§ EXERCISE GOAL:
In the records that come next, find every line with "taxi". Return those lines.

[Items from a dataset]
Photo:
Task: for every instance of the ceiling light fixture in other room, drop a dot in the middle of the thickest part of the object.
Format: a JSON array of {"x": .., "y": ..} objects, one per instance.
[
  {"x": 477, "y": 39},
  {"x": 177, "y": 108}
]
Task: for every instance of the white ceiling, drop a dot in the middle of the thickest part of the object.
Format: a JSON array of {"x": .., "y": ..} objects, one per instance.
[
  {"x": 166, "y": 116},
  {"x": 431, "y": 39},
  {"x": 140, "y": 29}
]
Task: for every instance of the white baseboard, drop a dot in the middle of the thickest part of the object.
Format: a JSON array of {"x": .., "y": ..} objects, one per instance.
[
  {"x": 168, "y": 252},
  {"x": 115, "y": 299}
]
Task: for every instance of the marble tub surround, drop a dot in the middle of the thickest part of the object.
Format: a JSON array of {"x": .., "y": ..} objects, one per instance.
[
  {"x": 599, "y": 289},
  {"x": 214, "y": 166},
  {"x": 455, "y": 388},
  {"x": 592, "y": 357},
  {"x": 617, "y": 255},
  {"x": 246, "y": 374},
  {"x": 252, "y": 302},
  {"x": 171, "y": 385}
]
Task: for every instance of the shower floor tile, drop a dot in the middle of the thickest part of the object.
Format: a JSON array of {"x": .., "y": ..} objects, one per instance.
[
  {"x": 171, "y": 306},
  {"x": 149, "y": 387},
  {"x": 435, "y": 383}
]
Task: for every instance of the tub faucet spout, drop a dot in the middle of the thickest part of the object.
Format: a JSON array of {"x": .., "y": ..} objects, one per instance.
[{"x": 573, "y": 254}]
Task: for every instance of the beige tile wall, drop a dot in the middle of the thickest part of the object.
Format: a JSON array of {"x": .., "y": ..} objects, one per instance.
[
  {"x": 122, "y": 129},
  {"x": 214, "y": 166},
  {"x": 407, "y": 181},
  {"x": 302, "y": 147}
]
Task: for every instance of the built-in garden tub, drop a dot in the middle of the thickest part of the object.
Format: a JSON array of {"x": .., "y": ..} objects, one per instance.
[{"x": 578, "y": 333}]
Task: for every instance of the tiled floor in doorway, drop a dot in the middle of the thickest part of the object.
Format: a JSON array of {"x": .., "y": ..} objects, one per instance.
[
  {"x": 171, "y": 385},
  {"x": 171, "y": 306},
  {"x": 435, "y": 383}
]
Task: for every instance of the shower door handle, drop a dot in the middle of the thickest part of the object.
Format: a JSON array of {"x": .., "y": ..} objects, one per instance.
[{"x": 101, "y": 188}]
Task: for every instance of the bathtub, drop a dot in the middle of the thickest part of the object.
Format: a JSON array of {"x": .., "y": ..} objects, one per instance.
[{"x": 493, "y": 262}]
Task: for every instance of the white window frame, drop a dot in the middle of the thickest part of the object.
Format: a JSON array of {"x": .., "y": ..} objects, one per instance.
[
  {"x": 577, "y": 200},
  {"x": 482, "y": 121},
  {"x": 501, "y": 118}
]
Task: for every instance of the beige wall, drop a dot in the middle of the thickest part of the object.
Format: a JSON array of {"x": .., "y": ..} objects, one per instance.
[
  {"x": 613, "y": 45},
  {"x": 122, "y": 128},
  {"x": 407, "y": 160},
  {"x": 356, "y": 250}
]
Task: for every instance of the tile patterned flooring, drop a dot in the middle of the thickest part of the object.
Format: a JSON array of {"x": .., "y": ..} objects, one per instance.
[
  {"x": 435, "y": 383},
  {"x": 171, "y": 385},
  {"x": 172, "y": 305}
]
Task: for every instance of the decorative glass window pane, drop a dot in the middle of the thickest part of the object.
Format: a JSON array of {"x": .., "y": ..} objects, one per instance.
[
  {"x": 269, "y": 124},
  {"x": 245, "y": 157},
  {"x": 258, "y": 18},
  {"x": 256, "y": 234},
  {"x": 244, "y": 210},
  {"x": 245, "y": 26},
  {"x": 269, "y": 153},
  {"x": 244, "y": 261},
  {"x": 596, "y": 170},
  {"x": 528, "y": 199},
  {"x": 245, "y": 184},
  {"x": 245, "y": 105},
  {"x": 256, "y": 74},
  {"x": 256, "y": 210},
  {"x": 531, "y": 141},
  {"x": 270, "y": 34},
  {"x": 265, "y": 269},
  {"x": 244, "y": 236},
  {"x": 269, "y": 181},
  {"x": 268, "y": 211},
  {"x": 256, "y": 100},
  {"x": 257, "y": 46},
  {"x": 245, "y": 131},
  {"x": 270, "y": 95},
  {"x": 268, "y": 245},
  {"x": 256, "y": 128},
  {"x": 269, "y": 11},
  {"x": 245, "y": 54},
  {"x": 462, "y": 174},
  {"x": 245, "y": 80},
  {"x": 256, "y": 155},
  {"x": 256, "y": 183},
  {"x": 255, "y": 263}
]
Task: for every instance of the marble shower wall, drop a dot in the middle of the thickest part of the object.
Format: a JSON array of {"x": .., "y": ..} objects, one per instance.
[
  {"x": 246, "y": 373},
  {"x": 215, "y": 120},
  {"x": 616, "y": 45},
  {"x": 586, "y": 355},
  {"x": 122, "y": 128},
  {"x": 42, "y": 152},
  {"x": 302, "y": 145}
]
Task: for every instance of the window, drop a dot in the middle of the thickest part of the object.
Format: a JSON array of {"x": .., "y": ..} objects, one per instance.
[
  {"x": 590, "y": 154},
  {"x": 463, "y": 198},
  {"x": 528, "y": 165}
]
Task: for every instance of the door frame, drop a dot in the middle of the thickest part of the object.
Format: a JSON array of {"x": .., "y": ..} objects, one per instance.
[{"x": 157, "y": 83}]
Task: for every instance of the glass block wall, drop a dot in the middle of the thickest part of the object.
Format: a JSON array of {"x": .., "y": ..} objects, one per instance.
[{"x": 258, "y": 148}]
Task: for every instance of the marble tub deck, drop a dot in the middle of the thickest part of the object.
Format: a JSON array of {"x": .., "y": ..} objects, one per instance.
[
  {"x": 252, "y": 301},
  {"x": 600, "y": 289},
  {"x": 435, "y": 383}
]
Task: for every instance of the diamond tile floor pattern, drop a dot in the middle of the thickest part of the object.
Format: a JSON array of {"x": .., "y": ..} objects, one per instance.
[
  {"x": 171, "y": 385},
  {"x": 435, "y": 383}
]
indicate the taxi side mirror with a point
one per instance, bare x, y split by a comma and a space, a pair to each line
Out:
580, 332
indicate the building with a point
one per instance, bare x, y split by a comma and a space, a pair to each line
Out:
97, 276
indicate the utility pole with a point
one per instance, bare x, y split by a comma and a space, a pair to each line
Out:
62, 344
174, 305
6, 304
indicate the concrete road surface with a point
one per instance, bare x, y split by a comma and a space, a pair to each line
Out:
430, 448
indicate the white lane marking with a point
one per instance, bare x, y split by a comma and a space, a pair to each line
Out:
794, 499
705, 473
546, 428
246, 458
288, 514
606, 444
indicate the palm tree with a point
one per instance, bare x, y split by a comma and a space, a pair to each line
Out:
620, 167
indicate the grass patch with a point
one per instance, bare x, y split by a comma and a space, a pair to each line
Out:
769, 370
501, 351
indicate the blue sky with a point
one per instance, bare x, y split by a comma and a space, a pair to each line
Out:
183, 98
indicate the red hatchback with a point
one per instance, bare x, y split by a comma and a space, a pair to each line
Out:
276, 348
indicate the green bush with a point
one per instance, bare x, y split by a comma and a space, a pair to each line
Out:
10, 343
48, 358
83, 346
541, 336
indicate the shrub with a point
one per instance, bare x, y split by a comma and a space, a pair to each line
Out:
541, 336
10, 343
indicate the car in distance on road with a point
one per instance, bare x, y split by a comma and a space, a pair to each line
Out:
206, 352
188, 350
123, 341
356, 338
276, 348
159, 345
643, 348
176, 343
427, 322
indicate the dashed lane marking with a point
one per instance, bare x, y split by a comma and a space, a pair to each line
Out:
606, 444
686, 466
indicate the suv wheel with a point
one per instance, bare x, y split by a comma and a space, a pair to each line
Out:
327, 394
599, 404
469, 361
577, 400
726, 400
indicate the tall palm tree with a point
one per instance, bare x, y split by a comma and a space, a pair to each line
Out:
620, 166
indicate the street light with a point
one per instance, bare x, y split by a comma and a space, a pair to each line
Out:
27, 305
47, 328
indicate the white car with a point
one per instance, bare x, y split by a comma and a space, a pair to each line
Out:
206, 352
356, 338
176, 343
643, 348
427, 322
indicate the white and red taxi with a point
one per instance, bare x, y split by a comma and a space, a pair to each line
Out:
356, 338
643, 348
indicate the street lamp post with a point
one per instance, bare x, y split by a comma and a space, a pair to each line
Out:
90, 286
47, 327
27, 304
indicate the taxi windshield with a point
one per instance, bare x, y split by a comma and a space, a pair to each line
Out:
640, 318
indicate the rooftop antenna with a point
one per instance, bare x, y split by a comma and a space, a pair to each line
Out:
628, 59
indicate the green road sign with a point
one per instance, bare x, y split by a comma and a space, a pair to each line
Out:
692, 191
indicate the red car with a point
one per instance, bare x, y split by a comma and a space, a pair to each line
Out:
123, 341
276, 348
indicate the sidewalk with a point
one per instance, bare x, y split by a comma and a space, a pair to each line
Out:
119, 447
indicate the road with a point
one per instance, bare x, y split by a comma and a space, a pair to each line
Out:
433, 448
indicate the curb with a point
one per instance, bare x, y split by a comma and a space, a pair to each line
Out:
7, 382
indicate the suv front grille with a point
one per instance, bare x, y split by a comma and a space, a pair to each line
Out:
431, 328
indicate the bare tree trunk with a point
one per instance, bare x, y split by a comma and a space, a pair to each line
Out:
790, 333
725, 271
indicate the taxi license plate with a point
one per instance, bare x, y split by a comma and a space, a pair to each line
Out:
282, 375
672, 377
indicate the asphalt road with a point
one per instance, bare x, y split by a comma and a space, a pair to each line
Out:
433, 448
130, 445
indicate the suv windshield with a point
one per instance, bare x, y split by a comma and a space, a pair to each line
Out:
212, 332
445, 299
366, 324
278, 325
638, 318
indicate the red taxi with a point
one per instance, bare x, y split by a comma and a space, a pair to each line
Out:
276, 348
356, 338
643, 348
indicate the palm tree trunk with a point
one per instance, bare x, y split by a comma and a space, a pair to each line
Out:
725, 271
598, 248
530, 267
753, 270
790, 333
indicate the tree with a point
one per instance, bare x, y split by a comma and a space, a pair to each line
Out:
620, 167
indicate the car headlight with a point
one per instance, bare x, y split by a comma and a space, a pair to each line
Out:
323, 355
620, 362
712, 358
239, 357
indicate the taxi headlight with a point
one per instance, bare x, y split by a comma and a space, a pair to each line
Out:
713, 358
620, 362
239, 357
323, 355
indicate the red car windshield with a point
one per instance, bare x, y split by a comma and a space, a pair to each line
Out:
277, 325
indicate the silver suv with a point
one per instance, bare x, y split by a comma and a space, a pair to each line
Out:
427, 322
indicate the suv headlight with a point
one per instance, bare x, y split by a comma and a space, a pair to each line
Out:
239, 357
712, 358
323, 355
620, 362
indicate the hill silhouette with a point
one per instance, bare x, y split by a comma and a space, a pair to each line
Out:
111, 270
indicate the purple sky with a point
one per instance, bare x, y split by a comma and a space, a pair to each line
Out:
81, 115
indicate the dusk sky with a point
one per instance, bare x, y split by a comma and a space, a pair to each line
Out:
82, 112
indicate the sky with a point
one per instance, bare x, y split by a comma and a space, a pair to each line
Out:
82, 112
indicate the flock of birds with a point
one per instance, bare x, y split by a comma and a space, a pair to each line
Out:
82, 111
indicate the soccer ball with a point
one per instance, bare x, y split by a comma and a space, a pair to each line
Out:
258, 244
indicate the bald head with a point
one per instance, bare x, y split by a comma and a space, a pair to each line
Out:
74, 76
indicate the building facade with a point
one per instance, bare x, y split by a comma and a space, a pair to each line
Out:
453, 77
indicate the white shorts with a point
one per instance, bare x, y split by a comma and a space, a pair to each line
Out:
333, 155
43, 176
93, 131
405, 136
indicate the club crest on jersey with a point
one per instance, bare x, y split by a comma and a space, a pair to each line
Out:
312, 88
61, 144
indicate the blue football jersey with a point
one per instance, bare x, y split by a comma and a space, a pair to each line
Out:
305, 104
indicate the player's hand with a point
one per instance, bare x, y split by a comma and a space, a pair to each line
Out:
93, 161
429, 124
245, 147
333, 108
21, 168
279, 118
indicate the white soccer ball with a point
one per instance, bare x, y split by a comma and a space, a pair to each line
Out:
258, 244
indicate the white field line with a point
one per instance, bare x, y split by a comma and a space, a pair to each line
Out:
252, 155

§ ANSWER SPACE:
indicate the taxi side mirror with a point
indicate the white and red taxi with a point
indicate the taxi windshield with a point
indicate the taxi license plate with a point
indicate the red taxi with a point
indicate the taxi headlight with a point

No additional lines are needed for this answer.